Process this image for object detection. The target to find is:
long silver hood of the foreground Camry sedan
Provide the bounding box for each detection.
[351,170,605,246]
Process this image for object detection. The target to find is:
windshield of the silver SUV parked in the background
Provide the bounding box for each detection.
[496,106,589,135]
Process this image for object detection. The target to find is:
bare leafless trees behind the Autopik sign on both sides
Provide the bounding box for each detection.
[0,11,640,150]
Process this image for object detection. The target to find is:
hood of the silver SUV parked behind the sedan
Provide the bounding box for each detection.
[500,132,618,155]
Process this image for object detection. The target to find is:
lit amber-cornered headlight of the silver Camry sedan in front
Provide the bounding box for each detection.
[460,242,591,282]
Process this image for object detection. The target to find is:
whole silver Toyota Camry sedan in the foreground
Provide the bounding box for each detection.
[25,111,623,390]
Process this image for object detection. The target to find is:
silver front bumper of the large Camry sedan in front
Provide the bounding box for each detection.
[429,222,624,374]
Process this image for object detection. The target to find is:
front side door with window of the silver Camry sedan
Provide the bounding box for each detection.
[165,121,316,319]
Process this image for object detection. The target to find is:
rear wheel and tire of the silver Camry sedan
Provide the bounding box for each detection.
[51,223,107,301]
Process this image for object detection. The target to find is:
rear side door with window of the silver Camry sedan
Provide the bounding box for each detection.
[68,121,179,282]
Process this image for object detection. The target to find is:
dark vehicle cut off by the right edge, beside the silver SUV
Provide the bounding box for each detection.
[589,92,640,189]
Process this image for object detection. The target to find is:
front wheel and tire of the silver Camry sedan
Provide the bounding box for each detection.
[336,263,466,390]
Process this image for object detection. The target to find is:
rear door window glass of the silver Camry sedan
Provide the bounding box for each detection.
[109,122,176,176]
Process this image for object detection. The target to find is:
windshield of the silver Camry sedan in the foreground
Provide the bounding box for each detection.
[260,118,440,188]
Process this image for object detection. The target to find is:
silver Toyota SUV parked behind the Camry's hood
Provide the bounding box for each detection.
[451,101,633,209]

--------------------------------

• What to work on
Identify and extract each line of the listing that contains "window".

• Completed exercise
front side door with window of the silver Camry sedan
rear side door with window of the silver Camry sedan
rear door window glass of the silver Camry sedan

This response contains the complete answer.